QUOTED PASSAGE.
────
- Ed Lawson
Key outputs from the March 2023 Intent Meeting: 'Future Fit'
A roomful of Supply Chain Leaders joined the Intent Meeting on 14th March 2023 to discuss new ways to tackle the current major challenges, and to explore opportunities to address these in future. Here's a rundown of some of the most discussed themes: Resilient Planning, Future Skills, Automation and Using AI to forecast and plan, provided by discussion leaders)
Key theme: resilience over cost
How have the recent 'black swan' supply chain disruptions changed approach and thinking around end to end visibility? Most organisations are still siloed to an extent, but has thinking changed around the benefit of responsiveness vs. cost? The answer to this is a resounding, 'yes'! This is manifested in
supplier relationships are more critical and valued than ever, at a human level.
customer segmentation is important: not just at a customer level. It's also valuable to segment by product and supplier level.
ability to serve customers trumps cost: whilst efficiency will always be key, it's accepted that valuable customers are the priority
large companies are still siloed and not real-time. Operating end to end requires better process and enabling technology
changing legislation brings greater challenges
KPIs across the supply chain must be better aligned
With thanks to our discussion hosts, Martin Croucher of The Logic Factory, and Enver Revazov of Dassault.
────
LISTED RECORDS.
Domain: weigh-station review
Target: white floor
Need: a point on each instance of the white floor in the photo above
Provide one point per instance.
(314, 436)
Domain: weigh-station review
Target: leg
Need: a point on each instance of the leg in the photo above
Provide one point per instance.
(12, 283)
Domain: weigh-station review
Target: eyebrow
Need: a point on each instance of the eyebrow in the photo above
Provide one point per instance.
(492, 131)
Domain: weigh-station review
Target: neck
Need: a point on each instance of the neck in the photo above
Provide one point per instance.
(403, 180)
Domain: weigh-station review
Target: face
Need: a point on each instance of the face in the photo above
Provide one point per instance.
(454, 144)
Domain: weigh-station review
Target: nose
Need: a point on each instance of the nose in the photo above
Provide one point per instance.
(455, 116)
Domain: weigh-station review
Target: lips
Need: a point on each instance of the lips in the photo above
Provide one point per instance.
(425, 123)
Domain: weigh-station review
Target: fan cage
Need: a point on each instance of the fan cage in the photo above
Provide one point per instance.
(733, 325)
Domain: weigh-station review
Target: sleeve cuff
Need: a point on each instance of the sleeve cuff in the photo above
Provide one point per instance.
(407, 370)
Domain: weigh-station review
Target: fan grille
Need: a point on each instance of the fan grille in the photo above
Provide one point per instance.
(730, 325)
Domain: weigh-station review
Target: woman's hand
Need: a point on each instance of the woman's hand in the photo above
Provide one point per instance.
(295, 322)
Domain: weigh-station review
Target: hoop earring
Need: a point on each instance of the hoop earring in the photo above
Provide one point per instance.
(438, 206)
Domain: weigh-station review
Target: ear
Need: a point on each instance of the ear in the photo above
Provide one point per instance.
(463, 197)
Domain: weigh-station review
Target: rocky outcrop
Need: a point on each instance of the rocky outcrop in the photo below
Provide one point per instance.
────
PROBLEM DESCRIPTION. Reproduce the full March 2023 Intent Meeting summary above verbatim, from the byline through the closing line.

ANSWER FOR THE TASK.
- Ed Lawson
Key outputs from the March 2023 Intent Meeting: 'Future Fit'
A roomful of Supply Chain Leaders joined the Intent Meeting on 14th March 2023 to discuss new ways to tackle the current major challenges, and to explore opportunities to address these in future. Here's a rundown of some of the most discussed themes: Resilient Planning, Future Skills, Automation and Using AI to forecast and plan, provided by discussion leaders)
Key theme: resilience over cost
How have the recent 'black swan' supply chain disruptions changed approach and thinking around end to end visibility? Most organisations are still siloed to an extent, but has thinking changed around the benefit of responsiveness vs. cost? The answer to this is a resounding, 'yes'! This is manifested in
supplier relationships are more critical and valued than ever, at a human level.
customer segmentation is important: not just at a customer level. It's also valuable to segment by product and supplier level.
ability to serve customers trumps cost: whilst efficiency will always be key, it's accepted that valuable customers are the priority
large companies are still siloed and not real-time. Operating end to end requires better process and enabling technology
changing legislation brings greater challenges
KPIs across the supply chain must be better aligned
With thanks to our discussion hosts, Martin Croucher of The Logic Factory, and Enver Revazov of Dassault.